Work to be completed :: Output the listing below verbatim.
----------
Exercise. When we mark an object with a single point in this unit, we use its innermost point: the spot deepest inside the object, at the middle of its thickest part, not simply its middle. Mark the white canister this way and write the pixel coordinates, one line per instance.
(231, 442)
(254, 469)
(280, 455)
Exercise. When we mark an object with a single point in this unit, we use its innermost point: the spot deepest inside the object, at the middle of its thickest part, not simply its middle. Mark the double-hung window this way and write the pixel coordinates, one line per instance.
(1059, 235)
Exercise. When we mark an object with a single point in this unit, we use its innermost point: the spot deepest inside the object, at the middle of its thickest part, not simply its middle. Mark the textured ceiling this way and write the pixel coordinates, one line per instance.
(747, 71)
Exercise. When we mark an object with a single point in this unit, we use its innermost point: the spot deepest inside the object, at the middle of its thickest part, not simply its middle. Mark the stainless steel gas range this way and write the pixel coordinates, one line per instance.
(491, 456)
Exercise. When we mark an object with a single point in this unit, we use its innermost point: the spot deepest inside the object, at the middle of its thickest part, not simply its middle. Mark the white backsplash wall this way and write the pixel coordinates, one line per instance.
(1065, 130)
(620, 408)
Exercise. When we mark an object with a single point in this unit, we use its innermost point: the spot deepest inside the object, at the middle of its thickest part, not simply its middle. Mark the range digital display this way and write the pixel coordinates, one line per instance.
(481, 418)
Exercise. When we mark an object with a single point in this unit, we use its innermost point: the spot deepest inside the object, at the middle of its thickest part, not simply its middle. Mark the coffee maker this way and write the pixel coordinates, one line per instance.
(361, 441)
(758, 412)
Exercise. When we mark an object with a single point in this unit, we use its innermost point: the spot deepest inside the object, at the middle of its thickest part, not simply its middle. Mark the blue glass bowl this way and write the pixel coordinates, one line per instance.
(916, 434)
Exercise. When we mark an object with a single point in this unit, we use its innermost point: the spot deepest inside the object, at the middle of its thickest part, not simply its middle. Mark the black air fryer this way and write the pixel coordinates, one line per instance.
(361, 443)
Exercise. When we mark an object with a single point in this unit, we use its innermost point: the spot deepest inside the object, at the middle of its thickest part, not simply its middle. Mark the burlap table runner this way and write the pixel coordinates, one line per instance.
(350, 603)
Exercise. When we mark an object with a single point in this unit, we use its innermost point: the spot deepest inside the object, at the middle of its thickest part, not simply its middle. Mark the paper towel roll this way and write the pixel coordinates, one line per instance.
----------
Result of the task ::
Exercise. When we mark an object with a single point in this unit, we use its innermost point: the spot deepest inside the object, at the middle of its thickest part, not simply its middle. Mark the white canister this way and write the pixel coordinates, one line per instance.
(231, 442)
(254, 469)
(280, 455)
Exercise. When we mark an object with a single point in this unit, we use its innermost point: the spot deepest inside the object, at the middle of its thickest part, not simply its middle. Mark the double-hung window this way and write the pixel coordinates, one line per instance.
(1059, 235)
Exercise. When we mark an object with a single point in this unit, we use its innermost point: the spot deepest inside the object, at the middle of its thickest part, not simply its middle. Mark the textured ceiling this way and write the pixel coordinates, one line per instance.
(747, 71)
Exercise. When we mark an object with a single point in this unit, we use its innermost point: the spot deepest inside the object, at the middle of its thickest part, not simply its middle. Mark the stainless steel gas range this way and write the pixel coordinates, one line per instance.
(491, 456)
Exercise. When we mark an object with a single point in this unit, we use its innermost point: the spot deepest inside the object, at the middle of its thickest part, not simply its middle. Mark the white backsplash wall this way and write the pixel coordinates, one line per instance.
(1065, 130)
(620, 408)
Exercise. When we mark an object with a single point in this unit, we use its innermost point: the spot deepest inside the object, at the middle of its thickest part, not simply its middle. Mark the range digital display this way and write the pixel coordinates, one line per instance.
(481, 418)
Exercise. When we mark an object with a single point in this unit, we use its innermost point: the spot deepest inside the object, at the middle of its thickest part, not simply its middle. Mark the coffee maker this way and write the pixel coordinates, one line per instance.
(361, 441)
(758, 412)
Exercise. When we mark an object with a single point in this unit, we use its innermost point: the spot deepest inside the object, at the middle of its thickest part, not simply its middle. Mark the blue glass bowl this way and write the pixel coordinates, one line per instance.
(916, 434)
Exercise. When we mark an object with a single point in this unit, we use its innermost point: the spot deepest inside the object, at the middle of its thickest part, not simply its middle. Mark the black air fryer this way and write the pixel coordinates, one line per instance.
(361, 443)
Exercise. When we mark an object with a single point in this unit, we use its innermost point: the spot deepest inside the object, at the middle of its thickest part, not simply its middle. Mark the burlap table runner this way and write the pixel coordinates, one line per instance.
(350, 603)
Exercise. When we mark an object with a single point in this unit, we use its innermost point: the spot deepest inside the object, at the middle of its thickest part, not simply its middle. Mark the paper towel roll this way and write the pixel coordinates, one line per instance.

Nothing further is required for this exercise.